■ REQUIREMENTS ■
Write out the listing below word for word, from its start through the line that contains "POLYGON ((212 186, 212", including that line. Leave the pictures out.
##########
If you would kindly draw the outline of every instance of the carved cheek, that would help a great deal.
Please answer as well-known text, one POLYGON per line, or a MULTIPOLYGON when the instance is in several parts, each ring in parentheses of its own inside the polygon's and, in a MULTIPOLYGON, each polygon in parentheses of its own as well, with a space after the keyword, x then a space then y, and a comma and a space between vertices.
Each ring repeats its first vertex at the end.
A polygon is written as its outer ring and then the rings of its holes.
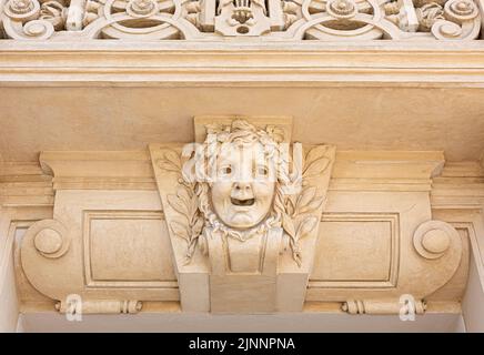
POLYGON ((274 197, 275 184, 272 182, 260 182, 254 183, 253 189, 255 201, 260 203, 260 207, 269 209, 274 197))
POLYGON ((212 186, 212 204, 218 214, 230 207, 231 183, 216 182, 212 186))

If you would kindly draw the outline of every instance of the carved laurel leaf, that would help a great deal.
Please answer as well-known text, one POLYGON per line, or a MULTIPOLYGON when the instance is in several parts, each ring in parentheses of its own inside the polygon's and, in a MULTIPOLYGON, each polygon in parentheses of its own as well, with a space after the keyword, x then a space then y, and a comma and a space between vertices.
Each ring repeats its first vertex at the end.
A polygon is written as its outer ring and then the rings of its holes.
POLYGON ((158 160, 158 165, 163 170, 178 173, 180 173, 182 169, 180 155, 171 149, 163 151, 162 158, 158 160))
POLYGON ((330 159, 326 156, 327 146, 317 145, 312 148, 305 159, 305 166, 303 170, 303 176, 316 176, 320 175, 330 165, 330 159))
POLYGON ((298 229, 298 239, 302 239, 309 233, 311 233, 312 230, 317 224, 317 217, 316 216, 310 216, 301 222, 299 229, 298 229))
POLYGON ((324 197, 323 196, 315 197, 307 205, 302 206, 299 212, 300 212, 300 214, 303 214, 303 213, 313 213, 314 211, 317 211, 321 207, 323 202, 324 202, 324 197))
POLYGON ((314 196, 316 195, 316 187, 314 186, 309 186, 305 187, 301 195, 298 197, 298 203, 295 206, 296 212, 300 212, 300 210, 304 206, 307 206, 307 204, 311 203, 311 201, 314 199, 314 196))
POLYGON ((282 227, 284 229, 285 233, 288 233, 291 237, 295 236, 294 222, 285 213, 282 214, 282 227))
POLYGON ((195 224, 192 227, 192 239, 198 239, 200 236, 200 233, 202 233, 203 224, 203 217, 199 215, 195 224))
POLYGON ((184 239, 186 242, 190 243, 190 233, 185 225, 183 225, 180 222, 173 221, 170 223, 171 230, 173 231, 174 235, 184 239))
POLYGON ((285 201, 285 212, 286 212, 289 215, 293 215, 293 214, 294 214, 294 211, 295 211, 294 203, 292 202, 291 199, 288 199, 288 200, 285 201))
##########
■ EXPECTED ANSWER ■
If you would kindly draw the outline of every instance of the carved cheek, that would help a great deal.
Please answer as well-known text, one POLYGON per line, or a MULTIPOLYGON when the instance is in several parts, each ring in parentheses of its own inside the polygon's and, in a MULTIPOLYGON, each polygon in parentheses of its own as well, with a space after the keyword, x then a space then y, and a comma and a space between vertices.
Each ring repeats its first vertex at the end.
A polygon is written as its outer ring and then the rings of its holes.
POLYGON ((274 197, 275 184, 272 182, 260 182, 254 183, 253 189, 255 201, 260 203, 260 207, 269 209, 274 197))
POLYGON ((212 186, 212 204, 218 214, 230 207, 231 183, 216 182, 212 186))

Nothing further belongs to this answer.